**DIRECTIVE 1**
Reproduce the email below in full, keeping every character and line as it appears.
**DIRECTIVE 2**
Pull out every line of the rows below that contains the word "tree".

Interesting Tim O'Reilly article.

From: Wayne M. Smith <>
Date: Sun Dec 15 01:13:00 2002

> It was thus said that the Great Wayne M. Smith once stated:
> >
> > > It was thus said that the Great Wayne M. Smith once stated:
> > > >
> > > > > -BZZZTTTT- Wrong answer... the recording industry contracts state
> > > > > Yes, you can ahve your contract audited, but only with a list of
> > 'approved'
> > > > > auditors, as a matter of fact if you show your contract to ANYONE you
> > > > > in violation of the contract.
> > > >
> > > > I don't think that's right. There are restrictions that prevent hiring
> > > > auditor on a contingency fee basis, and using an auditor who is
> > an
> > > > audit of the same company on behalf of another artist at the same time.
> > have
> > > > never heard of the "approved list" you mention.
> > >
> > > According to Steve Albini [1] a band who sells 250,000 albums (not that
> > > bad a showing) will make $710,000 for the record company, and only $4,000
> > > *per band member*. $4,000. Given that an audit can cost anywhere from
> > > $10,000-$100,000 [2], even if the band in question *wanted* an audit, they
> > > aren't going to very well afford one, are they? And there *are*
> > > restrictions on what they can audit [3], but I've yet to find any
> > > restrictions on who can do the auditing.

**RECORDS SUPPLIED**
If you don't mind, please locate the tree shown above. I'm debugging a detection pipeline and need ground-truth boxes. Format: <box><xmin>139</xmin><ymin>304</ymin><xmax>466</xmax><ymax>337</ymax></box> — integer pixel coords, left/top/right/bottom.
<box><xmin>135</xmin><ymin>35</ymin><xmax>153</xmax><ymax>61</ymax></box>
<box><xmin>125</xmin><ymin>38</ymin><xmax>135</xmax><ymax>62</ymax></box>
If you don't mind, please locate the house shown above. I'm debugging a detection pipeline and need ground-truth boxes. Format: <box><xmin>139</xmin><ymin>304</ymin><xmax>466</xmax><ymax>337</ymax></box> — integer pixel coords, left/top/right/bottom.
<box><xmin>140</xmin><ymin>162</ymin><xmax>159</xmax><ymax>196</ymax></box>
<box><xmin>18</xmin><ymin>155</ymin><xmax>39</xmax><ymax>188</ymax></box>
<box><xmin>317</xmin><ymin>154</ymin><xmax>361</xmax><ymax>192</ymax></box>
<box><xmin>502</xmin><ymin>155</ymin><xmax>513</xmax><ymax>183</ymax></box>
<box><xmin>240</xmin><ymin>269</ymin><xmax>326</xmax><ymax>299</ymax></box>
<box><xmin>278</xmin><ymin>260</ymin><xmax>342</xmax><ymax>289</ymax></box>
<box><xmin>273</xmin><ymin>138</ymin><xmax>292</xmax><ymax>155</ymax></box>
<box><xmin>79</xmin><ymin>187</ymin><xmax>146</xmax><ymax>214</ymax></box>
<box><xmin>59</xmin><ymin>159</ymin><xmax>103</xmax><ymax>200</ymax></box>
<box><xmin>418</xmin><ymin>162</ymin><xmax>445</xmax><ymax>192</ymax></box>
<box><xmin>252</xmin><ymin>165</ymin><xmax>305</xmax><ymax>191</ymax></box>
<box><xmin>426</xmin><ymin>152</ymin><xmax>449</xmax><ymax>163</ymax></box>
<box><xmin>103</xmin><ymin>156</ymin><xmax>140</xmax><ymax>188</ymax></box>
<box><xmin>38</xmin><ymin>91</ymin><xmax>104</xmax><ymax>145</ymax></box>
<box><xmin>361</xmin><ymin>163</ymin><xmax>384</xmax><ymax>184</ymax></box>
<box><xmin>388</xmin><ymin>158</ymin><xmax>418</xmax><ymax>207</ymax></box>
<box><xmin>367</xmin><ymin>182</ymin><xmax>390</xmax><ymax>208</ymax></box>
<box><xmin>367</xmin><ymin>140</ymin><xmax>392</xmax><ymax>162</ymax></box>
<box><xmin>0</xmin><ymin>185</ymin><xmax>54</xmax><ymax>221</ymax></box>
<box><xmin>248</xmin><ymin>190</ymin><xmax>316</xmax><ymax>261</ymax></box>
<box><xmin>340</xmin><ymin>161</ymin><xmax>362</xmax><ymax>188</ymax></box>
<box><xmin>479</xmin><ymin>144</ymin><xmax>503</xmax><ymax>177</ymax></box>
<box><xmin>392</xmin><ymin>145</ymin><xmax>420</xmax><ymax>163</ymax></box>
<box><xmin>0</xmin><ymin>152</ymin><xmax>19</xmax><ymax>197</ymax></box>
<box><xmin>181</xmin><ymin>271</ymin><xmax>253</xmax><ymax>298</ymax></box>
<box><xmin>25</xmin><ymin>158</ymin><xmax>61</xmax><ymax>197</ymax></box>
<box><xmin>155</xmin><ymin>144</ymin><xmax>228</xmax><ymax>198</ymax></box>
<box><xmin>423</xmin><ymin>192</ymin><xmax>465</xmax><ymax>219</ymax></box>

**EXERCISE SOLUTION 1**
Interesting Tim O'Reilly article.

From: Wayne M. Smith <>
Date: Sun Dec 15 01:13:00 2002

> It was thus said that the Great Wayne M. Smith once stated:
> >
> > > It was thus said that the Great Wayne M. Smith once stated:
> > > >
> > > > > -BZZZTTTT- Wrong answer... the recording industry contracts state
> > > > > Yes, you can ahve your contract audited, but only with a list of
> > 'approved'
> > > > > auditors, as a matter of fact if you show your contract to ANYONE you
> > > > > in violation of the contract.
> > > >
> > > > I don't think that's right. There are restrictions that prevent hiring
> > > > auditor on a contingency fee basis, and using an auditor who is
> > an
> > > > audit of the same company on behalf of another artist at the same time.
> > have
> > > > never heard of the "approved list" you mention.
> > >
> > > According to Steve Albini [1] a band who sells 250,000 albums (not that
> > > bad a showing) will make $710,000 for the record company, and only $4,000
> > > *per band member*. $4,000. Given that an audit can cost anywhere from
> > > $10,000-$100,000 [2], even if the band in question *wanted* an audit, they
> > > aren't going to very well afford one, are they? And there *are*
> > > restrictions on what they can audit [3], but I've yet to find any
> > > restrictions on who can do the auditing.

**EXERCISE SOLUTION 2**
If you don't mind, please locate the tree shown above. I'm debugging a detection pipeline and need ground-truth boxes. Format: <box><xmin>139</xmin><ymin>304</ymin><xmax>466</xmax><ymax>337</ymax></box> — integer pixel coords, left/top/right/bottom.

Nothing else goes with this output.